The listing below must be copied exactly and in full.

· · · ·

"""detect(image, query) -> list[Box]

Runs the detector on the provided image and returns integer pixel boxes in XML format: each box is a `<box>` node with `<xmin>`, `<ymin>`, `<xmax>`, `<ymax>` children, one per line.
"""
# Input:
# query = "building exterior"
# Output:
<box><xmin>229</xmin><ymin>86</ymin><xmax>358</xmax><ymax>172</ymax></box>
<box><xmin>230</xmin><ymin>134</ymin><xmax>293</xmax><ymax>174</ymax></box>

· · · ·

## Result for this task:
"""detect(image, query) -> list[Box]

Runs the detector on the provided image and returns integer pixel boxes in XML format: each box is a `<box>` node with `<xmin>`, `<ymin>`, `<xmax>`, `<ymax>` children, one per line.
"""
# Input:
# query = "building exterior"
# Output:
<box><xmin>229</xmin><ymin>86</ymin><xmax>358</xmax><ymax>172</ymax></box>
<box><xmin>230</xmin><ymin>134</ymin><xmax>293</xmax><ymax>174</ymax></box>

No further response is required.